• DOCUMENT EXCERPT:

——————————

Calling printf in extended inline ASM
Asked Answered
M

1

5

I'm trying to output the same string twice in extended inline ASM in GCC, on 64-bit Linux.

int main()
{
    const char* test = "test\n";

    asm(
        "movq %[test], %%rdi\n"    // Debugger shows rdi = *address of string*  
        "movq $0, %%rax\n"

        "push %%rbp\n"
        "push %%rbx\n"
        "call printf\n"         
        "pop %%rbx\n"
        "pop %%rbp\n"

        "movq %[test], %%rdi\n" // Debugger shows rdi = 0
        "movq $0, %%rax\n"

        "push %%rbp\n"
        "push %%rbx\n"
        "call printf\n"     
        "pop %%rbx\n"
        "pop %%rbp\n"
        : 
        :  [test] "g" (test)
        : "rax", "rbx","rcx", "rdx", "rdi", "rsi", "rsp"
        );

    return 0;
}

Now, the string is outputted only once. I have tried many things, but I guess I am missing some caveats about the calling convention. I'm not even sure if the clobber list is correct or if I need to save and restore RBP and RBX at all.

Why is the string not outputted twice?

Looking with a debugger shows me that somehow when the string is loaded into rdi for the second time it has the value 0 instead of the actual address of the string.

I cannot explain why, it seems like after the first call the stack is corrupted? Do I have to restore it in some way?

Muldrow answered 28/5, 2016 at 19:5 Comment(5)

——————————

• DATA SECTION:
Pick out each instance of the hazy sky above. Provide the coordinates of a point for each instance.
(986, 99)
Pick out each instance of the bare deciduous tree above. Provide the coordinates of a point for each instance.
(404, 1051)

——————————

• TO-DO LIST:
(A) Update the stretch of the printf inline assembly thread from "Now, the string" through "not outputted twice?", replacing "calling convention" with "ABI".
(B) Carry on the thread about calling printf from inline assembly from the point where it stops.

• WRITTEN ANSWERS:
(A)
Now, the string is outputted only once. I have tried many things, but I guess I am missing some caveats about the ABI. I'm not even sure if the clobber list is correct or if I need to save and restore RBP and RBX at all.

Why is the string not outputted twice?

(B)
@Michael Petch Thanks, I read about that and it looks like it could be the problem. I also noticed that if I declare the strings outside of main it works as intended. Do I even have to preserve rbp and rbx?Muldrow
If RBP is in the same pointer at the end of your inline assembler as it is when it started no reason to save it. RBX is a non-volatile register so it's value is preserved across the call to _printf per the 64-bit calling convention. Whether registers are considered volatile (not saved across a function call) or non-volatile (preserved across a function call) can be found in the System V ABI in figure 3.4.Tronna
@Michael Thank you, it definitely was that. Either moving the strings declaration outside of main or subtracting 128 and then adding it in the end fixed the problem. I will gladly accept an answer if you feel like writing one.Muldrow
@Michael I agree, I would never use inline ASM in such a way but unfortunately this is part of a university course and I have to stick to it.Muldrow
related: stackoverflow.com/questions/3467180/…Gesellschaft
T
13

Specific problem to your code: RDI is not maintained across a function call (see below). It is correct before the first call to printf but is clobbered by printf. You'll need to temporarily store it elsewhere first. A register that isn't clobbered will be convenient. You can then save a copy before printf, and copy it back to RDI after.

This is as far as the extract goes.